In the interview, what got Aditya interested in data science?
───── Document excerpt ─────
Behind the Algorithm: Bitsapiens
Hey guys, can you give me a little bit of information about your background?
Aditya: I’m Aditya, I’m doing an integrated bachelors in computer science and a masters in chemistry from BITs Pilani. I started being interested in data science after I competed in an Auquan competition alongside my summer internship last year.
This gave me an opportunity to learn about the wonders of data science and I had an insight into how data science will change society. I’ve mostly self-taught myself using Auquan’s platform and other competitions.
Nikhil: I’m Nikhil, I study the same degree as Aditya, but instead of chemistry I study chemical engineering. I came to learn about data science in my third year. As this has happened I became more interested in python and took a course in machine learning, to learn more about how you can use these techniques to make more sense of the data.
Lots of companies have lots of data and need to make decisions based on this data. So, I’m just learning to make decisions for that data. Again, I use multiple online sources.
You’ve both mentioned that you’ve used online resources to learn, would you be able to share some of these?
───── Data lines ─────
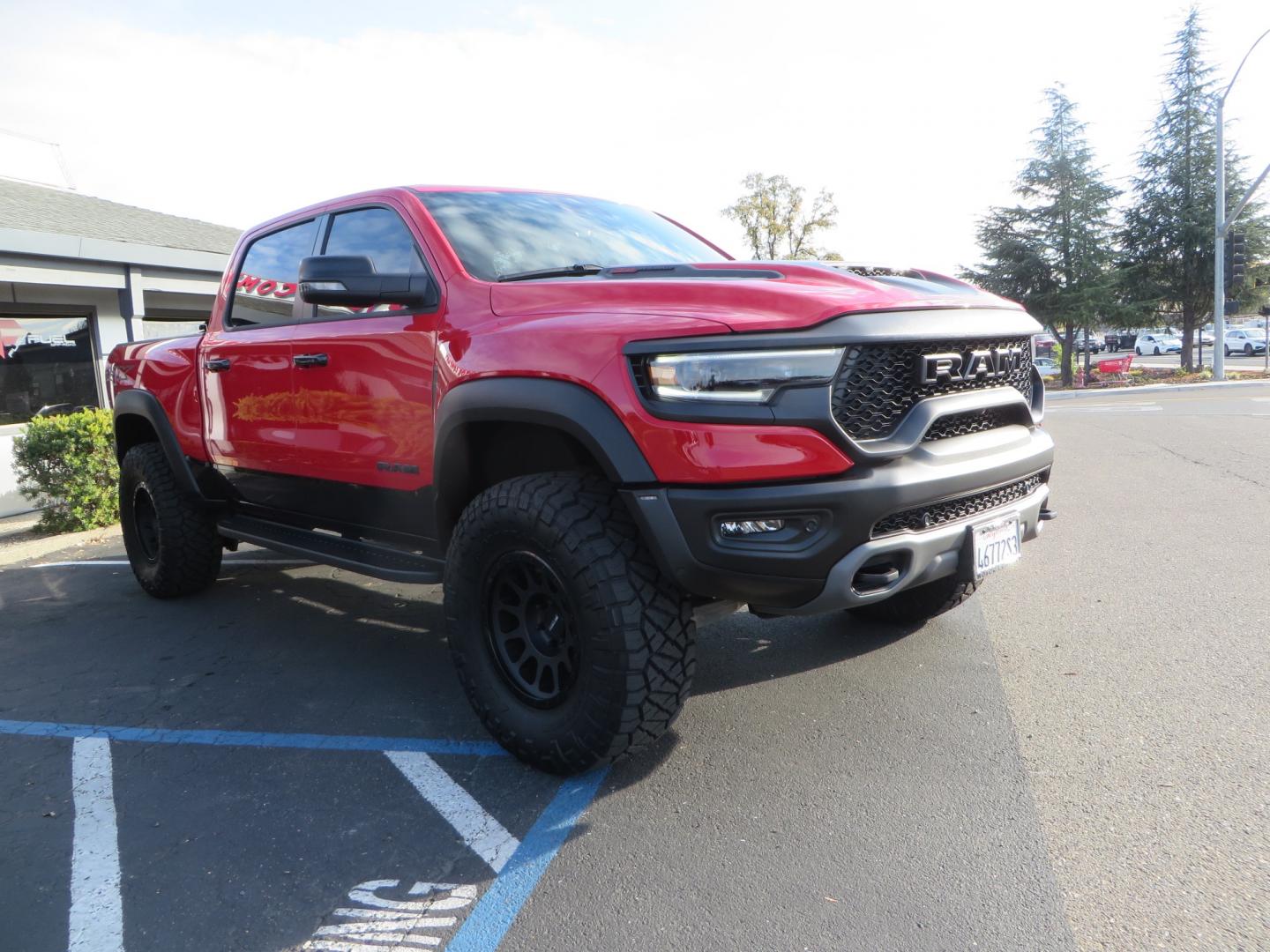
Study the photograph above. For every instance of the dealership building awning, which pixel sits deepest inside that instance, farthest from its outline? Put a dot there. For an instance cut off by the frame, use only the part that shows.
(78, 276)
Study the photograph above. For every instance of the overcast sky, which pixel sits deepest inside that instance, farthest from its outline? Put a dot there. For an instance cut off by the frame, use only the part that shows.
(915, 115)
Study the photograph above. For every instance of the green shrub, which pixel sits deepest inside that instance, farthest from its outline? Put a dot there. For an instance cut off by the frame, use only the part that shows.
(66, 466)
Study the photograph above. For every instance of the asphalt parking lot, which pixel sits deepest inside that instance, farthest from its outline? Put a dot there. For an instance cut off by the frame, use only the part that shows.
(1077, 758)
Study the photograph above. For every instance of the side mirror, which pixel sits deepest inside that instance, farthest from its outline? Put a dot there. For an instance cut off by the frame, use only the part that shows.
(351, 280)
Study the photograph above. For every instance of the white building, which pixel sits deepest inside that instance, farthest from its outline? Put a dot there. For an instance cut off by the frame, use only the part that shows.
(78, 276)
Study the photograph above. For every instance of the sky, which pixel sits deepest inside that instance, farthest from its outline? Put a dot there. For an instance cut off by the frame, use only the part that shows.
(915, 115)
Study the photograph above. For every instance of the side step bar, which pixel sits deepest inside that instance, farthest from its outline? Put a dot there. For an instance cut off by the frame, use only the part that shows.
(365, 557)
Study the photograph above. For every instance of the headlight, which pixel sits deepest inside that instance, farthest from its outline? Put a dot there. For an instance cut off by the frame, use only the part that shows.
(739, 376)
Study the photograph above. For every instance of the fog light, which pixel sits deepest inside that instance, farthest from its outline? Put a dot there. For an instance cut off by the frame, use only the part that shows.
(739, 528)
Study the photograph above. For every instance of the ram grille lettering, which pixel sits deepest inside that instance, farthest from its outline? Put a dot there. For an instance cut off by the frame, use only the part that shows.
(970, 366)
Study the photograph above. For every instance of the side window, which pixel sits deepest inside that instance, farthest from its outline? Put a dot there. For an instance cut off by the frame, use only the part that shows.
(380, 235)
(265, 292)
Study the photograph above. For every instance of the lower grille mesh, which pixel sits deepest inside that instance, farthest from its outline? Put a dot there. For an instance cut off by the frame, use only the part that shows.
(935, 514)
(961, 424)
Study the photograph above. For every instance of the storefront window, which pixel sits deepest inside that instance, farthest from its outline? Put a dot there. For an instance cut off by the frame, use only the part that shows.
(46, 367)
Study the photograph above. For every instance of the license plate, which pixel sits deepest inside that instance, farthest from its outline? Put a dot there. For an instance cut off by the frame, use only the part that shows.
(996, 545)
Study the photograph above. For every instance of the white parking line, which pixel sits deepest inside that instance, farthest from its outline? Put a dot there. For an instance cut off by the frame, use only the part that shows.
(117, 562)
(97, 906)
(482, 831)
(1108, 409)
(392, 920)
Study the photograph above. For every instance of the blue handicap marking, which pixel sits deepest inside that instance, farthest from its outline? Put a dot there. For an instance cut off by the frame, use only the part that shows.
(519, 863)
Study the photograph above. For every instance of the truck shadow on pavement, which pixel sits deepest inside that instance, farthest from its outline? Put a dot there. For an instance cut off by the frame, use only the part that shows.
(743, 651)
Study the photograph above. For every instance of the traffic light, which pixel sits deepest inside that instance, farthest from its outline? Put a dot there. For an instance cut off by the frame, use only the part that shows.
(1236, 258)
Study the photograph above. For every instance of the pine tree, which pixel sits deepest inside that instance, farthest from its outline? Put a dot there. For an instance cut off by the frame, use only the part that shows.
(1052, 253)
(1168, 238)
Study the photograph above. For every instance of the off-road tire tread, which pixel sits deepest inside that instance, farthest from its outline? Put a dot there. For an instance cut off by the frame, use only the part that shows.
(918, 605)
(649, 614)
(190, 546)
─────
Output for this task: Competing in an Auquan competition alongside his summer internship last year.